___ Record excerpts ___
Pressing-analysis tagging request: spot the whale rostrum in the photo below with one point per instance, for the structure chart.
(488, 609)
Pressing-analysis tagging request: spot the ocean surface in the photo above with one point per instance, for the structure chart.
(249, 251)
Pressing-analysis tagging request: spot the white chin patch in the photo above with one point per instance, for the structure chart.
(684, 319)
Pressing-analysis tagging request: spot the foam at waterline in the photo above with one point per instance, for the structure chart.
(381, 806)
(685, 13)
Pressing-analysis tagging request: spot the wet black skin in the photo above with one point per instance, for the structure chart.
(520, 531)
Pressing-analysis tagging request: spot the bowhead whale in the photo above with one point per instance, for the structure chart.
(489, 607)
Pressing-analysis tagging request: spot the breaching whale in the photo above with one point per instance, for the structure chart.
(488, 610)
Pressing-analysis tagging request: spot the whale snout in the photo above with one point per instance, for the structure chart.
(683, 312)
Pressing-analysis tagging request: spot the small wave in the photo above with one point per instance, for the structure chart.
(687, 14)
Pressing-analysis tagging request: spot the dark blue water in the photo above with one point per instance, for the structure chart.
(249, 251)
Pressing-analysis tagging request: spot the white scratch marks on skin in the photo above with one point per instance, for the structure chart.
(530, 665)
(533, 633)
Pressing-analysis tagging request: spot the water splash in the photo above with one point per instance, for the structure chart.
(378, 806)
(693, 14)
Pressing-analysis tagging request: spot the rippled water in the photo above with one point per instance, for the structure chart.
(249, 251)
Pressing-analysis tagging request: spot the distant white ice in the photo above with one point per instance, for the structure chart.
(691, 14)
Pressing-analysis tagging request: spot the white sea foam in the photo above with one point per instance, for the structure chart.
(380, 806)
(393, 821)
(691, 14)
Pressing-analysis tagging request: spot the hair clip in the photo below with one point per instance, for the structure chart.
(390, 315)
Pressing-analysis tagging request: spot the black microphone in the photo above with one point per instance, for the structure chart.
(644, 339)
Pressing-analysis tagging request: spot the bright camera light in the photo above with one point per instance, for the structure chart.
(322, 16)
___
• Exercise goal: Reproduce every line of the material above exactly.

• Full solution:
Pressing-analysis tagging request: spot the whale rostrum in the photo below with one point per instance, for the structure chart.
(488, 609)
Pressing-analysis tagging request: spot the ocean surface in the photo above with one point per instance, for the structure chart.
(249, 251)
Pressing-analysis tagging request: spot the white chin patch in the photo above with one point per instance, for the structure chart.
(684, 319)
Pressing-analysis tagging request: spot the foam at waterline in the photo above with one point per instance, for the structure chart.
(381, 806)
(685, 13)
Pressing-analysis tagging request: spot the wet black skin in the photo above with one point per instance, for the structure chart.
(520, 531)
Pressing-analysis tagging request: spot the bowhead whale in the photo above with one point per instance, for the structure chart.
(489, 607)
Pressing-analysis tagging request: spot the breaching whale in the photo above with one point per instance, for the structure chart.
(488, 610)
Pressing-analysis tagging request: spot the whale snout in the photo above with one point per instance, for the structure chart.
(683, 312)
Pressing-analysis tagging request: spot the small wave in the photo above with one point per instance, for the structure chart.
(687, 14)
Pressing-analysis tagging request: spot the dark blue water in the photo above with one point per instance, for the structure chart.
(249, 251)
Pressing-analysis tagging request: spot the white scratch marks on skin in the photo above with one point per instance, for the structure chart.
(530, 665)
(533, 633)
Pressing-analysis tagging request: spot the water splash in the photo above with one point per instance, for the structure chart.
(378, 806)
(693, 14)
Pressing-analysis tagging request: spot the rippled water in the photo above with one point per instance, for the structure chart.
(249, 251)
Pressing-analysis tagging request: spot the distant white ice in the photo above with one point per instance, for the structure chart.
(691, 14)
Pressing-analysis tagging request: spot the white sea foam in the photo above with one point per instance, for the structure chart.
(380, 806)
(393, 821)
(691, 14)
Pressing-analysis tagging request: spot the hair clip in the photo below with one point per instance, for the structure chart.
(390, 315)
Pressing-analysis tagging request: spot the black microphone in the photo above with one point per instance, for the structure chart.
(644, 339)
Pressing-analysis tagging request: spot the bright camera light in the photo above with one point per instance, for the structure chart.
(322, 16)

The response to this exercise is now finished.